§ **Problem requirements**
Make an exact copy of all the records.
--------------------
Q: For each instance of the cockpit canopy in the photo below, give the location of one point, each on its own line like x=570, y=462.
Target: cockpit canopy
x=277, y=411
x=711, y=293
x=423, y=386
--------------------
§ **Result of the exercise**
Q: For each instance of the cockpit canopy in the photo below, give the location of one point, each on its own line like x=570, y=462.
Target: cockpit canopy
x=277, y=411
x=711, y=293
x=423, y=386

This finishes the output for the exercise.